- _Instructions to follow_:
Reproduce the stretch of the Freedom Budget transcript from "Thank you both, gentlemen, for" through "would it serve?", substituting "goals" for "objectives".

- _Extract_:
——————
The Freedom Budget for All Americans–you’ve probably never heard of it, but it was conceived by civil rights and labor leaders during the 1960s black freedom struggle. Some even argue that the civil rights movement was left incomplete by not being able to seriously address economic equality, which this budget did. Reverend Martin Luther King Jr. called economic equality genuine equality. He said, quote, “For we know now that it isn’t enough to integrate lunch counters. What does it profit a man to be able to eat at an integrated lunch counter if he doesn’t have enough money to buy a hamburger?”

Now joining us to talk about the significance of this Freedom Budget and a new freedom budget that’s been proposed are our two guests.

Joining us from Jackson, Mississippi, is Kali Akuno. Kali was the coordinator of special projects and external funding for the late mayor Chokwe Lumumba. Currently, Kali is devoting his time to Cooperation Jackson, building a solidarity economy.

Also joining us, from Pittsburgh, Pennsylvania, is Paul LeBlanc. Paul is a professor of history at LaRoche College. And with Michael Yates. He’s the co-author of the study A Freedom Budget for All Americans: Recapturing the Promise of Civil Rights Movement and the Struggle for Economic Justice Today.

Thank you both, gentlemen, for joining us.


DESVARIEUX: So, Paul, let’s start off with you. You’ve sort of proposed a new freedom budget. What should be the objectives of this new freedom budget? And in whose interests would it serve?

PAUL LEBLANC, PROFESSOR OF HISTORY, LA ROCHE COLLEGE: Well, it’s the same objectives as the old Freedom Budget that was put forward by some of the central leaders of the civil rights movement, the people who organized the 1963 March on Washington, where A. Philip Randolph, a African-American trade unionist, Bayard Rustin, Martin Luther King Jr. And all of these folks were also involved in putting forward the Freedom Budget for all Americans.
——————
- _Data lines_:
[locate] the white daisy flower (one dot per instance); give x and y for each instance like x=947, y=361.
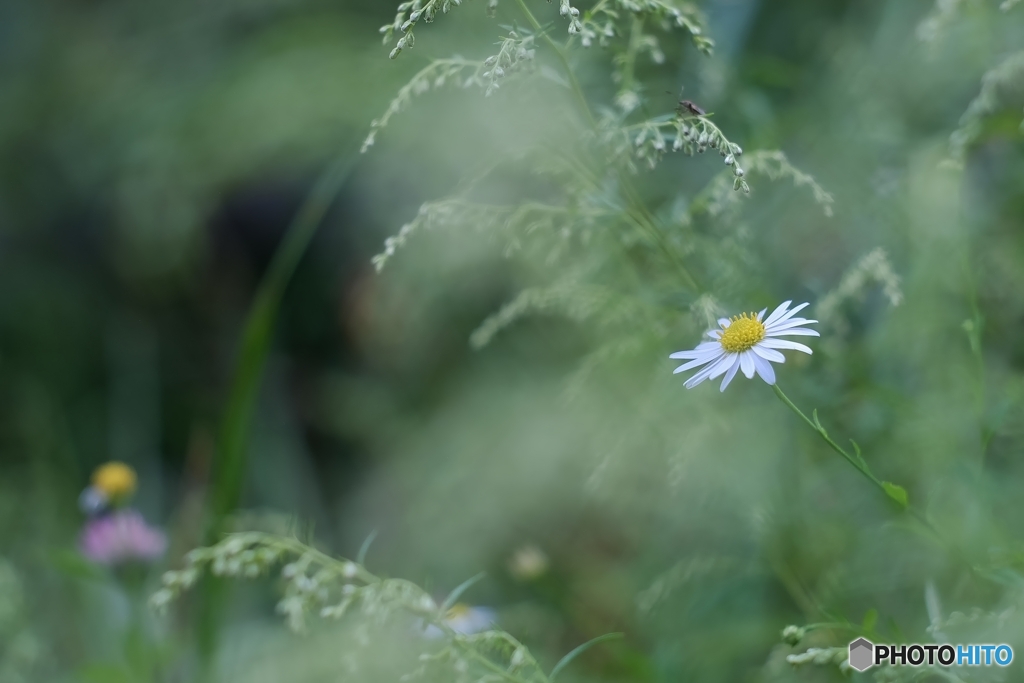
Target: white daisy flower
x=747, y=342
——————
- _Task output_:
Thank you both, gentlemen, for joining us.


DESVARIEUX: So, Paul, let’s start off with you. You’ve sort of proposed a new freedom budget. What should be the goals of this new freedom budget? And in whose interests would it serve?